## START
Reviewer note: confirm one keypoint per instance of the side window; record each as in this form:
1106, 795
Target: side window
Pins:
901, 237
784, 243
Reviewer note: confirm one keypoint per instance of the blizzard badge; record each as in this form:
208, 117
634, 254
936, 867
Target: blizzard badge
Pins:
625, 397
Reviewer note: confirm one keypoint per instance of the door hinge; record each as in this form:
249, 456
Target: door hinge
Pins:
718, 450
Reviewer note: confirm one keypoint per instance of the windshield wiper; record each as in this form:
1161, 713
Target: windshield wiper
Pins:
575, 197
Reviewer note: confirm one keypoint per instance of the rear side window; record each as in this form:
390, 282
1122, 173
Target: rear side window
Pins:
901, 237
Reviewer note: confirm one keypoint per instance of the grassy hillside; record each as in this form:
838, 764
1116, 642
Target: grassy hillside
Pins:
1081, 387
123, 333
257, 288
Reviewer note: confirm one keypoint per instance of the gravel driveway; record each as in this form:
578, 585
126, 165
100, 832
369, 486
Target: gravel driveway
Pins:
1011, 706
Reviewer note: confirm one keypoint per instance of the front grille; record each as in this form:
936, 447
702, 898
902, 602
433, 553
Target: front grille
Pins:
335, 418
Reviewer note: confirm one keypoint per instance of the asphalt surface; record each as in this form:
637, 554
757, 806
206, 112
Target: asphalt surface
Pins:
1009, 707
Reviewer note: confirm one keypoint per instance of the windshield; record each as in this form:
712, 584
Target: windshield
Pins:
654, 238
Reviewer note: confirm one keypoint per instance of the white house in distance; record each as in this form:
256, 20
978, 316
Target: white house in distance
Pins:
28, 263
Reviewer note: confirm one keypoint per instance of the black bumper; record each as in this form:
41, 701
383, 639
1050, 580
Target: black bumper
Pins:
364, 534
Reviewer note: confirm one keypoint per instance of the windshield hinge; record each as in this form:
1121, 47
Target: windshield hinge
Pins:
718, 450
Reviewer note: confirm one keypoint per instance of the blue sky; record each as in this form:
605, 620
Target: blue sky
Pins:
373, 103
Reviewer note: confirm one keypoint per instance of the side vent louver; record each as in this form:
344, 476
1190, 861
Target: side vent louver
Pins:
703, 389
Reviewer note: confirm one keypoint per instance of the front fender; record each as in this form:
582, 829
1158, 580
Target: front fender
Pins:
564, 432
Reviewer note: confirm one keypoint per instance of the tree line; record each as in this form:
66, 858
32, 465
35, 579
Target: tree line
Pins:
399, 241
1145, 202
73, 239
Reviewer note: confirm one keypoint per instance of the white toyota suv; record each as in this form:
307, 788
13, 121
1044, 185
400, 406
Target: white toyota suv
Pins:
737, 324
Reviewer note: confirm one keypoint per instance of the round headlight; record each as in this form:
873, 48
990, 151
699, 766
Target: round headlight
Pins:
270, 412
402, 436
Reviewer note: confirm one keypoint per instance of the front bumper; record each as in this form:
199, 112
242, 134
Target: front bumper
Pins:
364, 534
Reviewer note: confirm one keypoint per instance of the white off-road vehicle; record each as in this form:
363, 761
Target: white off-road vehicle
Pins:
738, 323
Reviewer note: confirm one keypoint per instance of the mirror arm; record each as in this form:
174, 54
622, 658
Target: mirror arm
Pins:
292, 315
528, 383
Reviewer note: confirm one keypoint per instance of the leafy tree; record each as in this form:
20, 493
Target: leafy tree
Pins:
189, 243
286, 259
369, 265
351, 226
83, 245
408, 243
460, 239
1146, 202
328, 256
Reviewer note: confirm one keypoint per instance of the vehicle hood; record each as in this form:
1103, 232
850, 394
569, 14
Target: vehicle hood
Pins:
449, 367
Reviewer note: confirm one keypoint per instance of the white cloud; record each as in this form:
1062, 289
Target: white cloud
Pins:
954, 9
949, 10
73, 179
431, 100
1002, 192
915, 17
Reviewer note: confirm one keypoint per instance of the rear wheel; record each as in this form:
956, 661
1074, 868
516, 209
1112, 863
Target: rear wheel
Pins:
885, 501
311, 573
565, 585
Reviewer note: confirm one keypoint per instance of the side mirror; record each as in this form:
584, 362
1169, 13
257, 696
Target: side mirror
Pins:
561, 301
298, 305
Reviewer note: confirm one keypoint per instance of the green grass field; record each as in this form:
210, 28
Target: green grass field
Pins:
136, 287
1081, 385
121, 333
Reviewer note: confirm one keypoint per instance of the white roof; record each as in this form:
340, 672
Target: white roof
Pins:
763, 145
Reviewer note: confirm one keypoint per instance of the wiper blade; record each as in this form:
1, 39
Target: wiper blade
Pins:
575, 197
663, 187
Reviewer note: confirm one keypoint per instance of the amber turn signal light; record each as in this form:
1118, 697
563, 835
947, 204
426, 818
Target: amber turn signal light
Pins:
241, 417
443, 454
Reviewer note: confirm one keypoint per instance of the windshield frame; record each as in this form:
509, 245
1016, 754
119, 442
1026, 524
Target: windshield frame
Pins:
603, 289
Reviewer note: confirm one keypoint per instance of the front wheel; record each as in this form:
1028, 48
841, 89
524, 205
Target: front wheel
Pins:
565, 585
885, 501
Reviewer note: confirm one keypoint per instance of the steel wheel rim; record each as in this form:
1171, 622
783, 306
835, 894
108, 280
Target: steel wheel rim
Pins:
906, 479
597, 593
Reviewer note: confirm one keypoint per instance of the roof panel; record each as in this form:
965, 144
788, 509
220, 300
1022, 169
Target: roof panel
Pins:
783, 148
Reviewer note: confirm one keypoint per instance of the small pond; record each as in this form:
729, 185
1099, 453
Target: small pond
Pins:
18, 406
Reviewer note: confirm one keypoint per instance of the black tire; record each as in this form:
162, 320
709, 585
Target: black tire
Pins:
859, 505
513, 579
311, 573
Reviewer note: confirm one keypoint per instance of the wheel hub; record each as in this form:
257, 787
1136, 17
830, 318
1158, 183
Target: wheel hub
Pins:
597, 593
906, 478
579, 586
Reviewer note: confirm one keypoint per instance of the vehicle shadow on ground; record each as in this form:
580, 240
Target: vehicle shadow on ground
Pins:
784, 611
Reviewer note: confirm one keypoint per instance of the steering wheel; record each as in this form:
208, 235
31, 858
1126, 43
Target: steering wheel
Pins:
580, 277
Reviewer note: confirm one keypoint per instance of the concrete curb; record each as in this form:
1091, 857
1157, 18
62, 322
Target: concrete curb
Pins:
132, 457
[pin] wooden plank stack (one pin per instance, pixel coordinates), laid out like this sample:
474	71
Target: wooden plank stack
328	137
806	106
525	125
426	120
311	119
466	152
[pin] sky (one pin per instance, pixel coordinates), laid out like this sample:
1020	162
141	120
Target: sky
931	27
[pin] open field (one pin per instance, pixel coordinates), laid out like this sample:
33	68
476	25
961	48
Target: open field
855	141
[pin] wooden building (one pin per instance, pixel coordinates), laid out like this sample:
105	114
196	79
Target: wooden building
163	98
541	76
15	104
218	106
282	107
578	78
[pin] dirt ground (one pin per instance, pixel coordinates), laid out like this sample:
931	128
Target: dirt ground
## END
> _Direction_
Rewrite all of the rows above, changing every "Target" to "Label" and leaving everything else as it is.

> _Final result_
Reviewer note: confirm one keypoint per instance of the side window; record each as in this form:
1106, 795
Label: side window
Pins:
901, 237
784, 243
Reviewer note: confirm one keypoint per instance of the blizzard badge; record each as in this form:
208, 117
634, 254
936, 867
Label: blizzard badge
Pins:
625, 397
Reviewer note: confirm one keypoint per instance of the door hinge; record each as in this form:
249, 456
Label: door hinge
Pins:
718, 450
Reviewer note: confirm one keypoint per instance of the windshield wiper; record each as in this form:
1161, 713
Label: windshield wiper
Pins:
575, 197
Reviewer note: confirm one keypoint per instance of the rear side window; record each as in this form:
390, 282
1122, 173
Label: rear side window
Pins:
901, 237
Reviewer note: confirm one keypoint per instance of the grassy hillside; record each as in this form:
838, 764
1116, 642
Label: grassy hillside
Pins:
1081, 387
123, 333
257, 288
Reviewer note: confirm one keypoint per instance of the gravel driveway; record each as in this form:
578, 585
126, 165
100, 832
369, 486
Label: gravel driveway
Pins:
1011, 706
Reviewer note: confirm one keypoint per instance of the front grille; record each as in this form:
936, 447
702, 898
902, 602
433, 553
Label: front grille
Pins:
335, 418
Reviewer note: confirm one keypoint per instance of the asphalt surface; record each as in this form:
637, 554
757, 806
206, 112
Label: asphalt surface
Pins:
1009, 707
Reviewer note: confirm one keypoint per instance of the windshield; record each as in this form:
712, 584
Label: windshield
Pins:
654, 238
Reviewer note: confirm one keypoint per instance of the white house in distance; record each as in this form:
256, 20
978, 316
Label: white house in distance
Pins:
28, 263
Reviewer note: confirm one keypoint per instance of the black bumper; record each as in this form:
41, 701
383, 639
1050, 580
Label: black bumper
Pins:
364, 534
Reviewer note: confirm one keypoint per instance of the windshield hinge; record each as in this form:
1121, 47
Label: windshield hinge
Pins:
718, 450
Reviewer note: confirm one keypoint per instance of the blue sky; record each as in this form:
605, 620
Label: blue sky
Pins:
373, 103
Reviewer note: confirm one keypoint per instance of the side vent louver; record each as in this form:
344, 476
1190, 861
Label: side vent louver
Pins:
703, 389
Reviewer note: confirm one keypoint per instance of the front fender; record each as in this form:
582, 829
1158, 580
Label: front fender
Pins:
564, 432
Reviewer note: confirm one keypoint per instance of the tree line; record each as in this form:
66, 858
32, 465
35, 579
Label: tree line
Pins:
399, 241
1145, 202
73, 239
Reviewer note: confirm one keypoint per instance of the white toyota suv; record each as in this form:
307, 788
13, 121
1044, 185
400, 406
Label: white toyota suv
Pins:
737, 324
Reviewer note: confirm one keypoint per instance of the round headlight; record each as in this form:
873, 48
990, 151
699, 766
Label: round headlight
Pins:
270, 412
402, 436
Reviewer note: confirm one keypoint per instance of the front bumper; record each as in this form:
199, 112
242, 134
Label: front bumper
Pins:
364, 534
Reviewer note: confirm one keypoint per instance of the white off-road vehicle; record each as in this form:
363, 761
Label: white off-road vehicle
Pins:
738, 323
Reviewer note: confirm one keypoint per instance of the mirror arm; record each as in this form:
174, 54
622, 658
Label: mirror arm
Pins:
292, 315
528, 383
Reviewer note: confirm one keypoint per instance of the leafy tree; record each as in this form:
20, 493
Label: leafy tree
Pins:
189, 243
286, 259
369, 265
351, 226
83, 245
408, 243
460, 239
1146, 202
328, 256
Reviewer note: confirm one keypoint per instance of the vehicle hood; record each as in this form:
1103, 232
850, 394
569, 14
Label: vehicle hood
Pins:
449, 367
Reviewer note: confirm one keypoint per instance of the white cloud; record each as in this form:
1062, 289
Label: white cloud
Pins:
954, 9
949, 10
73, 179
431, 100
1002, 192
915, 17
Reviewer note: confirm one keypoint per instance of the rear wheel; record each as in this form:
956, 661
1074, 868
516, 209
1112, 863
Label: rear wheel
Pins:
885, 501
311, 573
565, 585
Reviewer note: confirm one keypoint per instance of the side mirror; record each as in this form:
584, 362
1169, 13
257, 696
Label: side mirror
Pins:
561, 301
298, 305
Reviewer note: confirm one keypoint per instance of the green grass field; record each as in this form:
210, 28
Label: green grass field
Pins:
136, 287
1081, 385
121, 333
Reviewer note: confirm one keypoint per instance of the white roof; record each as in this form:
340, 672
Label: white roof
Pins:
763, 145
Reviewer note: confirm one keypoint per instance of the wiper blade; record each as in this form:
1, 39
Label: wiper blade
Pins:
575, 197
663, 187
Reviewer note: confirm one keypoint per instance of the amber turn signal light; record each as in this form:
1118, 697
563, 835
947, 204
426, 818
Label: amber turn signal light
Pins:
241, 417
443, 454
Reviewer note: confirm one keypoint per instance of the windshield frame; record each as in this form:
509, 245
1016, 754
119, 442
1026, 524
Label: windshield frame
Pins:
603, 289
Reviewer note: confirm one keypoint per instance of the front wheel; record each as in this form:
1028, 48
841, 89
524, 205
Label: front wheel
Pins:
565, 585
885, 501
Reviewer note: confirm one keypoint per instance of the steel wheel rim; record each as in this form:
1171, 622
783, 306
835, 894
108, 280
Label: steel wheel rim
Pins:
906, 479
597, 593
Reviewer note: confirm one keypoint per instance of the roof panel; record each as in this form:
965, 144
788, 509
220, 300
1022, 169
Label: roof panel
Pins:
783, 148
Reviewer note: confirm one keypoint per instance of the small pond; record each as in this form:
729, 185
1099, 453
Label: small pond
Pins:
18, 406
Reviewer note: confirm one keypoint per instance of the black tire; record each as in this form:
162, 320
709, 585
Label: black tire
Pins:
859, 505
513, 579
311, 573
Reviewer note: confirm one keypoint per instance of the wheel hub; record each as in this form:
257, 787
1136, 17
830, 318
1158, 183
Label: wheel hub
Pins:
597, 593
906, 478
579, 586
Reviewer note: confirm one keypoint per instance of the vehicle shadow on ground; record each as in this form:
580, 240
Label: vehicle shadow on ground
Pins:
784, 611
Reviewer note: confirm one keypoint per instance of the steering wheel; record each as in this form:
208, 235
31, 858
1126, 43
Label: steering wheel
Pins:
580, 277
Reviewer note: confirm one keypoint per instance of the concrete curb; record each as in this form:
1091, 857
1157, 18
62, 322
Label: concrete curb
Pins:
132, 457
[pin] wooden plank stack (one pin per instance, pixel coordinates), laid out like this sample:
474	71
Label: wooden plank stack
328	137
806	106
525	125
426	120
311	119
466	152
[pin] sky (one pin per instance, pixel coordinates), laid out like this sample:
1020	162
141	120
Label: sky
931	27
[pin] open field (one pin per instance, pixel coordinates), laid out like this sample:
33	68
476	25
961	48
Label: open field
855	141
[pin] wooden building (one pin per instance, pixel coordinates), laid out like this sample:
105	114
196	79
Label: wooden building
163	98
541	76
15	104
218	106
282	107
578	78
[pin] dirt ground (one pin per instance, pixel coordinates), laid out like this sample:
931	128
Label: dirt ground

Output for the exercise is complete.